____ GIVEN RECORDS

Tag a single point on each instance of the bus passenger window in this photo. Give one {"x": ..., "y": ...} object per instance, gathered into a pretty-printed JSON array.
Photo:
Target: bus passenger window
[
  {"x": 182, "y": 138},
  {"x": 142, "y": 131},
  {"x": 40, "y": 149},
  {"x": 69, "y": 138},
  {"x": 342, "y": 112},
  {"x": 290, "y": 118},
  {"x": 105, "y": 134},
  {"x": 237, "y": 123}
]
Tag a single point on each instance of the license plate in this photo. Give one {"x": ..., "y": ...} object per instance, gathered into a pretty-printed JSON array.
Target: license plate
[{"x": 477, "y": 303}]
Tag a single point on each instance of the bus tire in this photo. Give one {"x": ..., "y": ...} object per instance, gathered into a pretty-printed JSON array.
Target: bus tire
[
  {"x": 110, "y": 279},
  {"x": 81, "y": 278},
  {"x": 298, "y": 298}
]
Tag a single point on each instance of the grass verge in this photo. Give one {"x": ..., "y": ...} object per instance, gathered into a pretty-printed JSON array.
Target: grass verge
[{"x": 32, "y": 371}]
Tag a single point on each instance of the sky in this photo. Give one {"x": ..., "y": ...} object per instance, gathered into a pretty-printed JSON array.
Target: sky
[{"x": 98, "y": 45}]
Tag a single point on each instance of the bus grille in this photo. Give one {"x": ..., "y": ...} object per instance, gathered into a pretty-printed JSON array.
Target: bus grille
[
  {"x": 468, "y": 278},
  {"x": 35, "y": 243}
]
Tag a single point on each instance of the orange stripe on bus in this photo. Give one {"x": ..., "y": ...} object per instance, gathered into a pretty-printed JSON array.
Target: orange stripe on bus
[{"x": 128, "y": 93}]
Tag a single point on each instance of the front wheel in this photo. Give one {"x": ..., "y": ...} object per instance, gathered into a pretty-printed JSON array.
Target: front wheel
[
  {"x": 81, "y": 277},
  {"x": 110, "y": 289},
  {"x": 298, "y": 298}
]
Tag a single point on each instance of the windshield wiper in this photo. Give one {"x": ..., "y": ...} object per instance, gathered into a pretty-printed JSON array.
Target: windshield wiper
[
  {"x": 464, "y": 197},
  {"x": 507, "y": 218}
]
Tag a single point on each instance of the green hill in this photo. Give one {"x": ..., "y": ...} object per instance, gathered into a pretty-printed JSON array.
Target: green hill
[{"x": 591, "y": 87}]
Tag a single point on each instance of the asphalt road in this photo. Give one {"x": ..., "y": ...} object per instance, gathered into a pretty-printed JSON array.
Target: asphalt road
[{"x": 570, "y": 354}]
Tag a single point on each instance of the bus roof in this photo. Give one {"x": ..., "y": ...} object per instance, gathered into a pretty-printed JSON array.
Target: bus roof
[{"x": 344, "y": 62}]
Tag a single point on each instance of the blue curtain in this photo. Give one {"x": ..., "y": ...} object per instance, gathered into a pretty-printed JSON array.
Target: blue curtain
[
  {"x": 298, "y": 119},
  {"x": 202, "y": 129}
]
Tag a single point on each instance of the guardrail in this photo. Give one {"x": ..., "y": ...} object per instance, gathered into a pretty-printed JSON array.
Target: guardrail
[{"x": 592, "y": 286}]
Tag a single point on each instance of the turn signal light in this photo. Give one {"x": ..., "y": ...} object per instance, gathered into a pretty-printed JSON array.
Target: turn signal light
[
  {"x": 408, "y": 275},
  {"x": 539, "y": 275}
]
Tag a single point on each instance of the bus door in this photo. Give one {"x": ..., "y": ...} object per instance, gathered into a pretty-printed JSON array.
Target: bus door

________

### TASK INSTRUCTIONS
Could you arrange every line of the material above as a numbered list, leaving out any blank lines?

### THE COMPLETED TASK
1. Tag a single point on each instance of the bus passenger window in this photo. Give one {"x": ..., "y": ...} object per instance, gathered into a pretty-printed JSON array.
2. Photo:
3. Target: bus passenger window
4. [
5.   {"x": 182, "y": 138},
6.   {"x": 142, "y": 131},
7.   {"x": 40, "y": 149},
8.   {"x": 69, "y": 138},
9.   {"x": 342, "y": 112},
10.   {"x": 290, "y": 118},
11.   {"x": 105, "y": 134},
12.   {"x": 237, "y": 123}
13. ]
14. Tag a single point on each instance of the license plate in this photo. Give one {"x": ..., "y": ...} object per instance, gathered into a pretty-printed JSON array.
15. Target: license plate
16. [{"x": 477, "y": 303}]
17. Tag a single point on each instance of the bus tire in this photo. Give one {"x": ..., "y": ...} object per instance, gathered into a pretty-printed JSON array.
18. Target: bus tire
19. [
20.   {"x": 110, "y": 279},
21.   {"x": 81, "y": 278},
22.   {"x": 298, "y": 298}
23. ]
24. Tag a single point on each instance of the grass verge in this photo. Give one {"x": ..., "y": ...} object per instance, gathered into a pretty-printed JSON array.
25. Target: grass verge
26. [{"x": 32, "y": 371}]
27. Tag a single point on each instance of the sky in this photo. Give one {"x": ..., "y": ...} object per instance, gathered into a pretty-printed JSON array.
28. Target: sky
29. [{"x": 98, "y": 45}]
30. Tag a single point on each instance of the bus grille in this photo. Give one {"x": ..., "y": ...} object per instance, gathered into a pretty-printed JSON array.
31. Target: bus grille
32. [
33.   {"x": 468, "y": 278},
34.   {"x": 35, "y": 243}
35. ]
36. Tag a single point on each instance of the orange stripe on bus in this photo. Give one {"x": ..., "y": ...} object per instance, gathered into a pretty-printed JSON array.
37. Target: orange stripe on bus
38. [{"x": 128, "y": 93}]
39. Tag a single point on each instance of the front wheel in this photo. Give one {"x": ..., "y": ...} object per instance, gathered into a pretty-printed JSON array.
40. Target: front wheel
41. [
42.   {"x": 81, "y": 277},
43.   {"x": 110, "y": 289},
44.   {"x": 298, "y": 298}
45. ]
46. Tag a single point on each instance of the windshield wiper in this photo. Give one {"x": ..., "y": ...} object per instance, gathered into a pretty-printed JSON array.
47. Target: windshield wiper
48. [
49.   {"x": 464, "y": 197},
50.   {"x": 507, "y": 218}
51. ]
52. Tag a single point on each instance of the green hill in this photo. Give one {"x": ..., "y": ...} object per instance, gathered into a pretty-printed JSON array.
53. Target: green hill
54. [{"x": 591, "y": 87}]
55. Tag a single point on each instance of the asphalt road in this photo. Give one {"x": ..., "y": ...} object per instance, gathered into a pretty-printed JSON array.
56. Target: asphalt road
57. [{"x": 570, "y": 354}]
58. Tag a single point on each instance of the bus roof in this photo. Give one {"x": ..., "y": ...} object per instance, gathered into a pretty-printed JSON array.
59. Target: bus roof
60. [{"x": 344, "y": 62}]
61. Tag a single point on each instance of the blue curtain in this photo. Give one {"x": ..., "y": ...} object per instance, gathered into a pretty-printed JSON array.
62. Target: blue curtain
63. [
64.   {"x": 298, "y": 119},
65.   {"x": 202, "y": 129}
66. ]
67. Tag a single point on each instance of the guardrail in this photo. Give one {"x": ..., "y": ...} object per instance, gathered into a pretty-printed JSON array.
68. Target: guardrail
69. [{"x": 592, "y": 286}]
70. Tag a single point on each instance of the turn signal light in this photo. Give one {"x": ..., "y": ...} object per instance, gathered into a pretty-printed JSON array.
71. Target: turn signal light
72. [
73.   {"x": 408, "y": 275},
74.   {"x": 539, "y": 275}
75. ]
76. Tag a single point on each instance of the bus door in this photo. Give one {"x": ..., "y": ...} object per instance, gathered into a pretty-printed JSON array.
77. Target: bus door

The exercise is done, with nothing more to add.